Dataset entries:
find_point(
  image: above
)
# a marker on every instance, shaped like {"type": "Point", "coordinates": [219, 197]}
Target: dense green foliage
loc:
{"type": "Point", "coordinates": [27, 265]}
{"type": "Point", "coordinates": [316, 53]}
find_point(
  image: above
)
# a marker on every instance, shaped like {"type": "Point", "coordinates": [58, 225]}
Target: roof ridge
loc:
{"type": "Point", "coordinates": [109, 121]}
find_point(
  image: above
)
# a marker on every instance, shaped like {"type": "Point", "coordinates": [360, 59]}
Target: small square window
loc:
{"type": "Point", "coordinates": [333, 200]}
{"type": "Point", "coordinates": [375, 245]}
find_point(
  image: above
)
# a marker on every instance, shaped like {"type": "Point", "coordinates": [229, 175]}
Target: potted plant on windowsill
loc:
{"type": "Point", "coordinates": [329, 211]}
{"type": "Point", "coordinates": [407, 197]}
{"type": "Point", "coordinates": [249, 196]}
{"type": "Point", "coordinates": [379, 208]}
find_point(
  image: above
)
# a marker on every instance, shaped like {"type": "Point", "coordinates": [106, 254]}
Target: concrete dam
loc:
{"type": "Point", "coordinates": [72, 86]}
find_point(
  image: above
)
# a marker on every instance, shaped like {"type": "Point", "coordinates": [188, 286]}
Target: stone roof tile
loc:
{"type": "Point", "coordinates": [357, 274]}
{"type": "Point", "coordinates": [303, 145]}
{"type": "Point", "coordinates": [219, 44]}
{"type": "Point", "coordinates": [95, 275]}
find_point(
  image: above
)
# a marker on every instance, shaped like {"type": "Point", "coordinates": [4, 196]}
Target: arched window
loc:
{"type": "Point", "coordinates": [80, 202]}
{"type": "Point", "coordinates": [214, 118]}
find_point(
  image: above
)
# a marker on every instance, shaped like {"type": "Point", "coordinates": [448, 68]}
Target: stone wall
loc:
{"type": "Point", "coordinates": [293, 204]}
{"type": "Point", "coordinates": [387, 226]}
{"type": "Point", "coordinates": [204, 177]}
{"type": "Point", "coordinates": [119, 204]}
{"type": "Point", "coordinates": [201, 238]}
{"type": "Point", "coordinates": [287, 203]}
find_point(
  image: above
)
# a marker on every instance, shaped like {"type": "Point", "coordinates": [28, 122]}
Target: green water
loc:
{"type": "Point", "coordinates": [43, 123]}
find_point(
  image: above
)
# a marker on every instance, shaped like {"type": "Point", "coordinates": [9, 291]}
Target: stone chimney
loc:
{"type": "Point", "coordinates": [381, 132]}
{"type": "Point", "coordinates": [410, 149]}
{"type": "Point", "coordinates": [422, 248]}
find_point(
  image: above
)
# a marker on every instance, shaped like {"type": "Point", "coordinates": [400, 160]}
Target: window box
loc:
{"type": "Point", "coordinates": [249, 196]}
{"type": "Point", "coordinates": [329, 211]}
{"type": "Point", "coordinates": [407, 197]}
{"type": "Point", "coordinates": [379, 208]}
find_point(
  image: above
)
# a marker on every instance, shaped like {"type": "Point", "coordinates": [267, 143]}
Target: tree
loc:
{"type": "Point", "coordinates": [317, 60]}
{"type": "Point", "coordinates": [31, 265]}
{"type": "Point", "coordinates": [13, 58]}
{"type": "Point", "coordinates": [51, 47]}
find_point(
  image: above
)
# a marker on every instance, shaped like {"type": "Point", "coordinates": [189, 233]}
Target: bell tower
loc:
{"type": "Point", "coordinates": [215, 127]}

--

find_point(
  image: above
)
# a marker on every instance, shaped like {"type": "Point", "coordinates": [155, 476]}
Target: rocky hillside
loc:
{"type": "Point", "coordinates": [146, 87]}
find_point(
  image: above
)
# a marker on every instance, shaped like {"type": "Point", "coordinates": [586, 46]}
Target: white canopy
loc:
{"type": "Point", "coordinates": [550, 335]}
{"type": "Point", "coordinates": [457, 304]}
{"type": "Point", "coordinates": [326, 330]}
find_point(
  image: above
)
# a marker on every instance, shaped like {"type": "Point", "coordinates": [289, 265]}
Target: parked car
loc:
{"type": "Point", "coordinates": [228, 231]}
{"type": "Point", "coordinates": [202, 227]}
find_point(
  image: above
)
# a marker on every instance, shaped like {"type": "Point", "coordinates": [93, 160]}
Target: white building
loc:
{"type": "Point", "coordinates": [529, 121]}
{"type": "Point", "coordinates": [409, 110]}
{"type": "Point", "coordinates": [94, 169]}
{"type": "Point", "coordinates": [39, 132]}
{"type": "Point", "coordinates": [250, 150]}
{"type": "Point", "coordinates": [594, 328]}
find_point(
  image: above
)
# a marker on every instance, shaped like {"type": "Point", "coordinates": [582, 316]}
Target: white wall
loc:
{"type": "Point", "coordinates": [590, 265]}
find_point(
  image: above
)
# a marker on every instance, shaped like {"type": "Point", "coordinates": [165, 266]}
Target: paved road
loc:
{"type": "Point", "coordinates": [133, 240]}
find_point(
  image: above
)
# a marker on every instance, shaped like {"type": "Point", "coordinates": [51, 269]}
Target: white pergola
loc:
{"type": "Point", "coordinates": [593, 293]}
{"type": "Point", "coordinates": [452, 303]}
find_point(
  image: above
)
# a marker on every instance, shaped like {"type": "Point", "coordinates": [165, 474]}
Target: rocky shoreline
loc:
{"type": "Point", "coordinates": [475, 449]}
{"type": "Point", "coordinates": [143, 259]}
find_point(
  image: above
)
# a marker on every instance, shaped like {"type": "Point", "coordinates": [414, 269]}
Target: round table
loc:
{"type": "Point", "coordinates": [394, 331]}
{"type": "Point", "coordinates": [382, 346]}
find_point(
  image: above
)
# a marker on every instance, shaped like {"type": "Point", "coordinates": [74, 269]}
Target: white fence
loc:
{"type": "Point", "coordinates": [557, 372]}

-- WHAT THE TASK REQUIRES --
Each line of the records that holds the word "rocky" should be copied out.

-- TASK SOLUTION --
Target: rocky hillside
Target: rocky shoreline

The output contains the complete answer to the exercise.